_Excerpts from point annotation data:_
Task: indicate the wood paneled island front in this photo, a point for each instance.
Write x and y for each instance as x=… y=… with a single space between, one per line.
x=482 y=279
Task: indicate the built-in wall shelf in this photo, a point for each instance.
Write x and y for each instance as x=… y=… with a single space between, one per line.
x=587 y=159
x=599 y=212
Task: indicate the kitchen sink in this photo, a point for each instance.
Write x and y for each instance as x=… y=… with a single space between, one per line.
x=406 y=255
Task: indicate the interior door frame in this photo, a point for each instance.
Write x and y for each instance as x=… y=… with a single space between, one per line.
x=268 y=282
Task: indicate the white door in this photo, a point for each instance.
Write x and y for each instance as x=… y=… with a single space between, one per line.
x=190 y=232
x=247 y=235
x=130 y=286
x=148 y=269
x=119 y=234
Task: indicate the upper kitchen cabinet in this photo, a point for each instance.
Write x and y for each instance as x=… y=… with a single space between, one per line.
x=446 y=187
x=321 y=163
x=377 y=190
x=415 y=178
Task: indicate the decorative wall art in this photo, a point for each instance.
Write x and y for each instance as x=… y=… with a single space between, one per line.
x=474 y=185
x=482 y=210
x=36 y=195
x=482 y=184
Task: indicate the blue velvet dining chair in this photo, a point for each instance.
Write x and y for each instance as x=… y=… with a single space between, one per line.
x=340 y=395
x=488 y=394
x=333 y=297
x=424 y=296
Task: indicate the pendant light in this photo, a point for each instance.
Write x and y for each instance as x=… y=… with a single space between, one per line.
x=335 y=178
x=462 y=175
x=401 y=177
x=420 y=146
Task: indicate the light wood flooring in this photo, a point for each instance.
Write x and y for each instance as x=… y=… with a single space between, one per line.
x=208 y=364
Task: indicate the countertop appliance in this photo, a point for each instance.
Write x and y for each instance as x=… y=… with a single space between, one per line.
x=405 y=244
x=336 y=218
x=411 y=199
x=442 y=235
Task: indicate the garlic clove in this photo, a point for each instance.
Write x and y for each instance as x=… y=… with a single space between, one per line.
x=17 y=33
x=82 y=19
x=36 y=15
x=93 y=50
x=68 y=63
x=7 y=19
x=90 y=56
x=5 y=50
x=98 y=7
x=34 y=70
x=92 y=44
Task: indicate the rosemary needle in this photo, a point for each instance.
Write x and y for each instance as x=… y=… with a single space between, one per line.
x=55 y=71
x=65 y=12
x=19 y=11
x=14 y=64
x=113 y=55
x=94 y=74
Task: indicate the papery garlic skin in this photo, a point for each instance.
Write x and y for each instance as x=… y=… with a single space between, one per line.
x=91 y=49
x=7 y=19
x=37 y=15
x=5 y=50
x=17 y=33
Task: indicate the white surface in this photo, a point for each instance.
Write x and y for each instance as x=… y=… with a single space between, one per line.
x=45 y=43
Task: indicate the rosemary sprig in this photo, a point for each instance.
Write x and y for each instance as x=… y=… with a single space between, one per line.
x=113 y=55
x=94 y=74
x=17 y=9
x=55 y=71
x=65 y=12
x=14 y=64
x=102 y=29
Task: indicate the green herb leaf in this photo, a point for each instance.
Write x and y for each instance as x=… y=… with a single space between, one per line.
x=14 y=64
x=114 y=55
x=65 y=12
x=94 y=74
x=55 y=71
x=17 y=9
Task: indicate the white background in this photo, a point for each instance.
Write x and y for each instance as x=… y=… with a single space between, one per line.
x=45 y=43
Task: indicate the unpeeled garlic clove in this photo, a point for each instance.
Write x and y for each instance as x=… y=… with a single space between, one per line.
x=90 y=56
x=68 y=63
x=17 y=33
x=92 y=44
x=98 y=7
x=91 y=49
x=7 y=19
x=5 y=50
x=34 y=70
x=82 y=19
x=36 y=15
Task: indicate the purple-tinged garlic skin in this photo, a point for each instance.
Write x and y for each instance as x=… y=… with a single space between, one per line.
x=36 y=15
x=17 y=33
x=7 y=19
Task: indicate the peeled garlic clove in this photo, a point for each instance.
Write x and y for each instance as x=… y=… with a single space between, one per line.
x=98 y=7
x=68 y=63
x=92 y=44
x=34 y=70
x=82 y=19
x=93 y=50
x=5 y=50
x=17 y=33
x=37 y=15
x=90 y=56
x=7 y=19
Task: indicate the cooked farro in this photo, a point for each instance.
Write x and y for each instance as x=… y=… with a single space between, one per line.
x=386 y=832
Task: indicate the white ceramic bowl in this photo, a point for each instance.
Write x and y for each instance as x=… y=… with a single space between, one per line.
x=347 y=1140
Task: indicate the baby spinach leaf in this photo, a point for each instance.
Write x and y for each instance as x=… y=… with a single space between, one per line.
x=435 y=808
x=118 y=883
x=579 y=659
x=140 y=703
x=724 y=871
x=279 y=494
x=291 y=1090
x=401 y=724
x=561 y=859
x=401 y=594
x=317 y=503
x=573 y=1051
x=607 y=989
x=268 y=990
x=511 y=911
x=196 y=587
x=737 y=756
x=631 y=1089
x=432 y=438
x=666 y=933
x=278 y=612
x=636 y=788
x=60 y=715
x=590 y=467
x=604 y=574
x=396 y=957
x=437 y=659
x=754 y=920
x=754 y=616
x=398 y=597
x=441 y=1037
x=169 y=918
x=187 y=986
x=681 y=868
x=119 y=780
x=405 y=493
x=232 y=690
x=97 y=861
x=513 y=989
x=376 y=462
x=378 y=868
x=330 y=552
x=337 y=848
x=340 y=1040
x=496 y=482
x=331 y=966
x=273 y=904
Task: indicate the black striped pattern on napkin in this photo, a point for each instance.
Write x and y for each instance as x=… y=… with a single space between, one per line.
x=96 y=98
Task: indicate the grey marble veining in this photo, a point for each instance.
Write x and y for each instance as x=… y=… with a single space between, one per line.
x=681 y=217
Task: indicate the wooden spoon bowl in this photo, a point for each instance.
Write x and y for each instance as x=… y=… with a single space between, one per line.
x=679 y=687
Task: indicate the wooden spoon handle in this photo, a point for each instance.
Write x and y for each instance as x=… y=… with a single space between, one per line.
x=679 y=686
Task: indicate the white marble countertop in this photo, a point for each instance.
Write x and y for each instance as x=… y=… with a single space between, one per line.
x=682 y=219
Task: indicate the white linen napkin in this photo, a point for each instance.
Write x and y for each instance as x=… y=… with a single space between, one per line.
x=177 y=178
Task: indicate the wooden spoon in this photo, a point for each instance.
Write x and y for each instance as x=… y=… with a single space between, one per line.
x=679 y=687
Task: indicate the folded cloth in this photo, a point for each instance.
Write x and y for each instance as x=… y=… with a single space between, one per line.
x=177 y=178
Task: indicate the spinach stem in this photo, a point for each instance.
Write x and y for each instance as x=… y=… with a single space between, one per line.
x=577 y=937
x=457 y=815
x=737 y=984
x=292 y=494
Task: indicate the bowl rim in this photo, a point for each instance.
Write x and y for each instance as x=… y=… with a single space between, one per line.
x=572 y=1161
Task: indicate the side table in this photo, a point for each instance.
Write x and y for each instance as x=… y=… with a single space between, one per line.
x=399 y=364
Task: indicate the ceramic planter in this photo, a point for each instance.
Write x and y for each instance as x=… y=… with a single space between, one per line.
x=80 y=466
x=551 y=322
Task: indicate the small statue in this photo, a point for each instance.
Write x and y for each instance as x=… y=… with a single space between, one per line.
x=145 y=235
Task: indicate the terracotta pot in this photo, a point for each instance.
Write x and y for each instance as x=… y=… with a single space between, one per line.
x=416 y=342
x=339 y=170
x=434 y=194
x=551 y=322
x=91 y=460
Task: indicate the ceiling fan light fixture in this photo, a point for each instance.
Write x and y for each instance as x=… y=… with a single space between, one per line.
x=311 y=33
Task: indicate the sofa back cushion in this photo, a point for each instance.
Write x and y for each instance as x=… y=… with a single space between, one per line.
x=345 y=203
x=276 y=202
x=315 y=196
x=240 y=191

_What to do:_
Put the lines of the records above into a JSON list of strings, one string per line and no blank lines. Include everything from the line containing "Task: indicate the kitchen" down to the line containing "x=208 y=364", with both of those lines included.

_Response for this exercise:_
[
  "Task: indicate the kitchen sink in this photo, a point for each instance.",
  "Write x and y for each instance as x=… y=… with a single space between, one per line.",
  "x=406 y=255",
  "Task: indicate the interior door frame in this photo, a point for each instance.",
  "Write x and y for each instance as x=… y=… with a single space between, one per line.",
  "x=268 y=282",
  "Task: indicate the white door in this photo, a point for each instance.",
  "Write x and y for each instance as x=… y=… with a single space between, one per line.",
  "x=190 y=232",
  "x=247 y=235",
  "x=130 y=286",
  "x=148 y=269",
  "x=119 y=234",
  "Task: indicate the upper kitchen cabinet in this photo, a point for each instance.",
  "Write x and y for each instance as x=… y=… with a single space between, one per line.",
  "x=446 y=187",
  "x=321 y=163",
  "x=377 y=190",
  "x=415 y=178",
  "Task: indicate the decorative wall art in this photo, a point for each instance.",
  "Write x and y for each instance as x=… y=… with a single space between, one per line.",
  "x=474 y=185",
  "x=482 y=210",
  "x=36 y=195",
  "x=482 y=184",
  "Task: indicate the blue velvet dining chair in this photo, a point for each instance.",
  "Write x and y for each instance as x=… y=… with a single space between, one per line.",
  "x=340 y=395",
  "x=488 y=394",
  "x=333 y=297",
  "x=424 y=296",
  "Task: indicate the pendant light in this photo, a point for each instance.",
  "Write x and y for each instance as x=… y=… with a single space between, one per line.",
  "x=335 y=178",
  "x=462 y=175",
  "x=401 y=177",
  "x=420 y=146",
  "Task: indicate the light wood flooring in this photo, a point for each instance.",
  "Write x and y for each instance as x=… y=… with a single space between, one per line.",
  "x=208 y=364"
]